--- start Supplied records ---
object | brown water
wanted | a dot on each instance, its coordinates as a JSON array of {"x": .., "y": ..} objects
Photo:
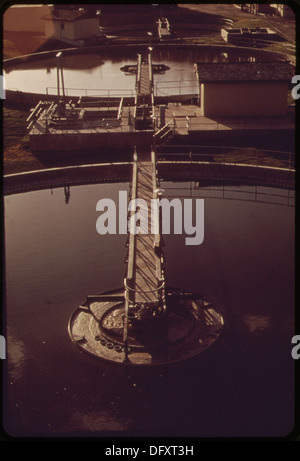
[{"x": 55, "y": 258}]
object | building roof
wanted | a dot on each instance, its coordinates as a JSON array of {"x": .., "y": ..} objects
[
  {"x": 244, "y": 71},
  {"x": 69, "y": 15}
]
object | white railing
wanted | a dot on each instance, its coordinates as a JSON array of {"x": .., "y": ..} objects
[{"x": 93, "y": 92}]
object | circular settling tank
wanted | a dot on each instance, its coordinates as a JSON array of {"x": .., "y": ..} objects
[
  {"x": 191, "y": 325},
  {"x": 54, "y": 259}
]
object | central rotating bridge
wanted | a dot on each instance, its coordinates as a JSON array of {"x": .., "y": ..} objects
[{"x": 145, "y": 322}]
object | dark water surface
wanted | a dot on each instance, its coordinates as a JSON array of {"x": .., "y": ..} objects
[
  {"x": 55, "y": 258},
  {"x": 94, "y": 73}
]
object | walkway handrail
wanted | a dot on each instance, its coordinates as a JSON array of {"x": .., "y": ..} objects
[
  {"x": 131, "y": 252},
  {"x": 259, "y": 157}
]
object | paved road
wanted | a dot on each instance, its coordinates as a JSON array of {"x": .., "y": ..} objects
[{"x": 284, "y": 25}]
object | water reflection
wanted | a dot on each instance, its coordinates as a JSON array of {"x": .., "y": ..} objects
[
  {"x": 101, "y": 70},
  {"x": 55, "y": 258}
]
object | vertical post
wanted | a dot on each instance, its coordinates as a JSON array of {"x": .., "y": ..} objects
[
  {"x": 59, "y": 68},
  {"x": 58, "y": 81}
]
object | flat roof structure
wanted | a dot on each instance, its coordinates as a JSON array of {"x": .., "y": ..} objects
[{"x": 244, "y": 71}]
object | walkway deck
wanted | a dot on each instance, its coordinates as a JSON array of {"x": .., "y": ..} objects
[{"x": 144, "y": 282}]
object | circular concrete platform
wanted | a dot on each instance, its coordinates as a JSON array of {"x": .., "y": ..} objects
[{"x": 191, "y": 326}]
--- end Supplied records ---
→ Goal: Your task is to repeat the material above exactly, without its pictures.

→ Task answer:
object | brown water
wanted | a dot on each instance, its coordinates as a JSON array of {"x": .., "y": ..} objects
Photo:
[{"x": 55, "y": 258}]
object | building roof
wanted | a dot on each instance, its coordinates as a JSON array of {"x": .., "y": ..} objects
[
  {"x": 244, "y": 71},
  {"x": 69, "y": 15}
]
object | white railing
wanted | a dot on each instance, its coordinates as a JSON array of {"x": .., "y": ..} objects
[{"x": 93, "y": 92}]
object | circular settling tank
wanted | a dot on each instance, its coordinates as a JSON array of {"x": .., "y": ..} objects
[
  {"x": 191, "y": 325},
  {"x": 54, "y": 259}
]
object | central rotating bridge
wanted | a dot on each instance, its coordinates as a JSON array of {"x": .., "y": ..} objects
[{"x": 145, "y": 322}]
object | dark water surface
wanted | a dot on each instance, its coordinates as a JSON array of {"x": .., "y": ..} objects
[
  {"x": 55, "y": 258},
  {"x": 94, "y": 73}
]
object | walkway handrail
wanted | a dot on each instance, its coordinates as a JSON array of {"x": .., "y": ..} objects
[
  {"x": 131, "y": 252},
  {"x": 259, "y": 157}
]
object | paved road
wanted | a dot on each instance, its coordinates as a JSON array of {"x": .., "y": ..} objects
[{"x": 284, "y": 25}]
object | water reflection
wanted | a dot on each instance, its coordinates as a JSON array of {"x": .., "y": ..} objects
[
  {"x": 101, "y": 70},
  {"x": 55, "y": 258}
]
object | vertical post
wanted | a dot on each instance, its coordinates as a JSON array of {"x": .., "y": ..} objects
[
  {"x": 59, "y": 68},
  {"x": 58, "y": 81}
]
object | flat roof structure
wanted | a dot on each instance, its coordinates as a JSON array of {"x": .., "y": ..} objects
[{"x": 244, "y": 71}]
object | walkway deck
wanted | a dot on each instance, its coordinates as a JSON array of {"x": .., "y": ..} objects
[{"x": 144, "y": 282}]
object | circular concrete platform
wanted | a dot on each instance, its coordinates as a JSON array of {"x": .., "y": ..} objects
[{"x": 191, "y": 326}]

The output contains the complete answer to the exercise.